Render this sentence from the MedianPolishNormalizer documentation in Spanish: "This method decomposes the data into overall, row, column, and residual effects, effectively removing systematic biases from both samples (rows) and features (columns)."

# START OF TEXT SECTION

MedianPolishNormalizer
======================

The ``MedianPolishNormalizer`` implements Tukey's Median Polish algorithm to iteratively remove row and column medians from a data matrix. This method decomposes the data into overall, row, column, and residual effects, effectively removing systematic biases from both samples (rows) and features (columns).

Overview
--------

Median Polish is a robust exploratory data analysis technique that decomposes a two-way table into additive components:

**Data = Overall + Row Effect + Column Effect + Residual**

The algorithm works by iteratively:

1. **Removing row medians**: Subtracting the median of each row from all values in that row
2. **Removing column medians**: Subtracting the median of each column from all values in that column
3. **Updating overall effect**: Tracking the cumulative median adjustments
4. **Repeating until convergence**: Continuing until changes become negligible

This approach is particularly effective for:

- Removing systematic biases affecting entire samples or features
- Exploratory analysis of two-way structured data
- Preprocessing for downstream analyses that assume additive effects
- Microarray and proteomics data where both sample and feature effects are present

Key Features
------------

- **Dual bias removal**: Corrects for both row (sample) and column (feature) effects simultaneously
- **Robust method**: Uses medians instead of means, making it resistant to outliers
- **Additive decomposition**: Provides interpretable components (overall, row, column, residual)

# END OF TEXT SECTION
# START OF DATASET RECORDS

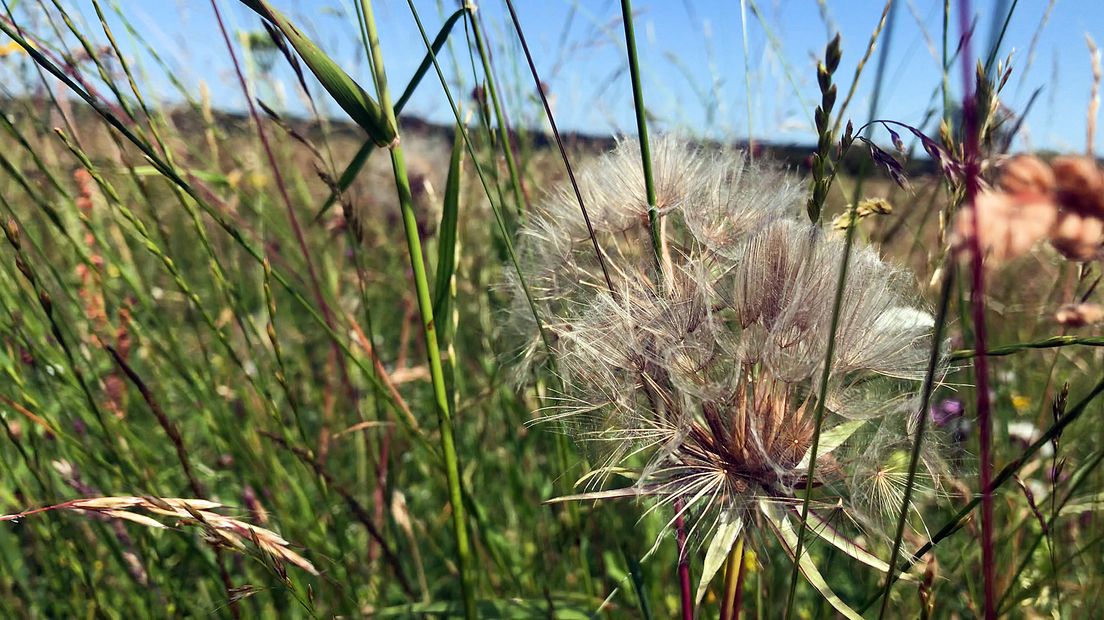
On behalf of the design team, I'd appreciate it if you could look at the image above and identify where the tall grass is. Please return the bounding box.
[0,0,1104,620]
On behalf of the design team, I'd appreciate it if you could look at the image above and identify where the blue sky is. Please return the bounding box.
[47,0,1104,153]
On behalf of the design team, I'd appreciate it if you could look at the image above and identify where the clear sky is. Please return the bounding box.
[35,0,1104,154]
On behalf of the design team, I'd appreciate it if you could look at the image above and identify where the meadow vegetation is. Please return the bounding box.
[0,0,1104,619]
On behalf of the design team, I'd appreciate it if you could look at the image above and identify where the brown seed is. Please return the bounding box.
[1054,303,1104,328]
[955,192,1058,263]
[1051,157,1104,217]
[997,154,1054,195]
[1050,211,1104,263]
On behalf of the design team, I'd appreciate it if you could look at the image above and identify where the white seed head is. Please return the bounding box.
[510,138,937,540]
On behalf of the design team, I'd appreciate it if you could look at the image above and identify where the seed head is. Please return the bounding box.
[513,138,940,540]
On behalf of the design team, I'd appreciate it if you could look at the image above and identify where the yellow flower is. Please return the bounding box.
[1012,394,1031,414]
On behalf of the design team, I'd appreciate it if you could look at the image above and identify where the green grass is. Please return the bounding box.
[0,0,1104,618]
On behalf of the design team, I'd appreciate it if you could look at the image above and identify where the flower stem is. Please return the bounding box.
[675,500,693,620]
[361,0,477,619]
[958,0,997,620]
[878,257,955,618]
[622,0,664,274]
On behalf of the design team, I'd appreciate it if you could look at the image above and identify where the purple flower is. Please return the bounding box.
[930,398,964,426]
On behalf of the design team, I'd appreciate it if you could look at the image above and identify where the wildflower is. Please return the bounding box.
[955,191,1058,264]
[930,398,965,426]
[1012,394,1031,414]
[514,138,938,613]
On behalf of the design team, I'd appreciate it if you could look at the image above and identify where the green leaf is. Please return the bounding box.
[760,500,862,620]
[693,516,744,606]
[241,0,399,147]
[315,139,375,222]
[793,509,916,581]
[315,4,470,222]
[433,120,464,324]
[797,420,867,469]
[622,547,652,620]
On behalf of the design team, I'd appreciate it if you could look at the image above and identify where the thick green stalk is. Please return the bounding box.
[361,0,476,619]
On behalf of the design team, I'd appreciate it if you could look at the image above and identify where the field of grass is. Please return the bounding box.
[0,0,1104,619]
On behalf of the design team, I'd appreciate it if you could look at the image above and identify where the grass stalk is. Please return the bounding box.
[361,0,477,620]
[878,257,955,618]
[958,0,997,620]
[622,0,657,272]
[720,532,746,620]
[467,5,527,215]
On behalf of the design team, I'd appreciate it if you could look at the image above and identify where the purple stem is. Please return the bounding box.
[211,0,355,430]
[958,0,997,620]
[675,500,693,620]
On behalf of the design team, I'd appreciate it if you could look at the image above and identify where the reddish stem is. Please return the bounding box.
[958,0,997,620]
[211,0,355,434]
[675,500,693,620]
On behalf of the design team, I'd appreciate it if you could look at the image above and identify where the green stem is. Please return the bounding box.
[878,257,955,618]
[622,0,664,272]
[951,335,1104,360]
[468,5,526,215]
[361,0,476,619]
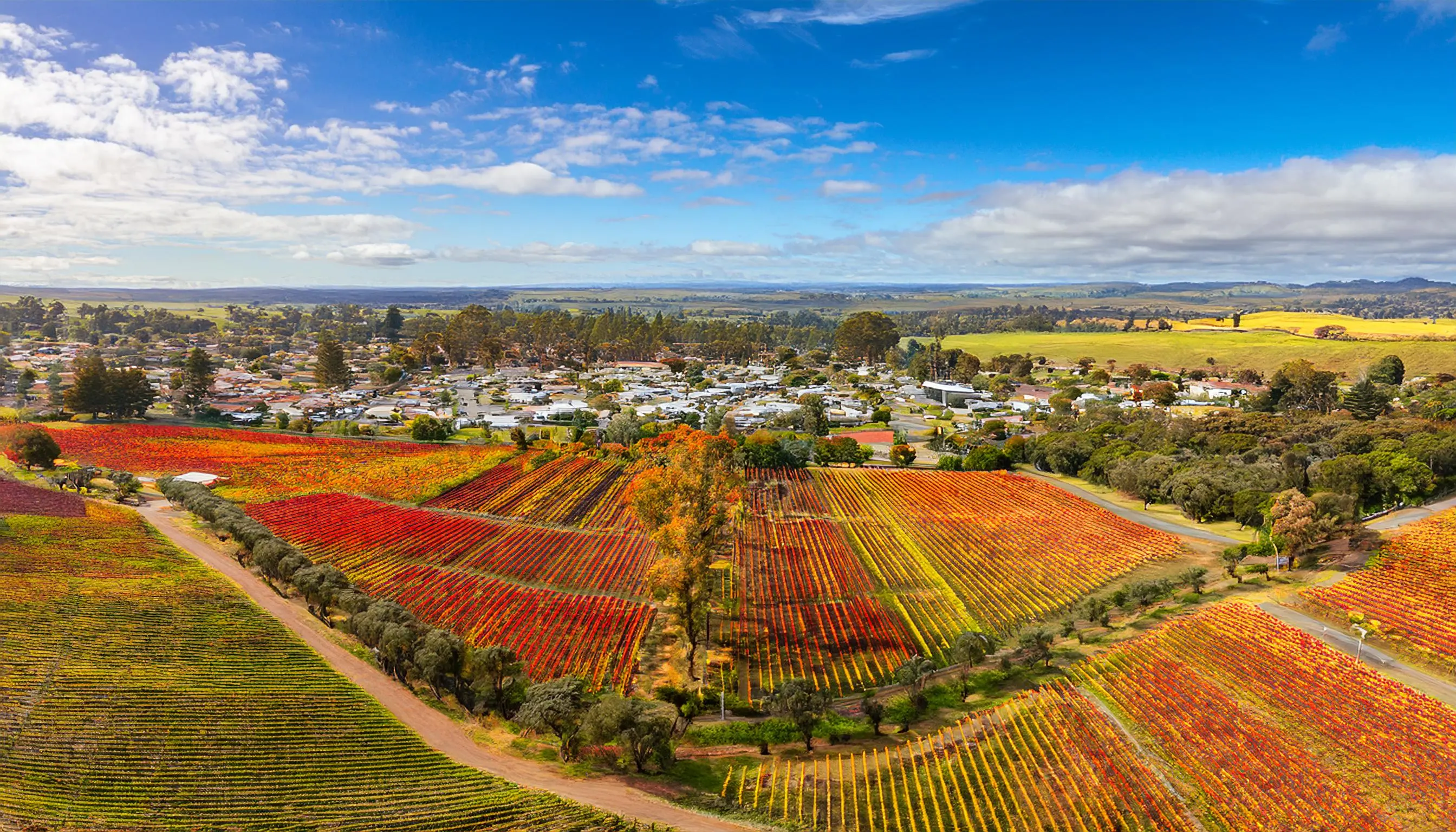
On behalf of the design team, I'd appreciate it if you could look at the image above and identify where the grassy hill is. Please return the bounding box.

# END OF DATASET RECORDS

◆ RESULT OF THE EXERCISE:
Este método descompone los datos en efectos global, de fila, de columna y residual, eliminando eficazmente los sesgos sistemáticos tanto de las muestras (filas) como de las características (columnas).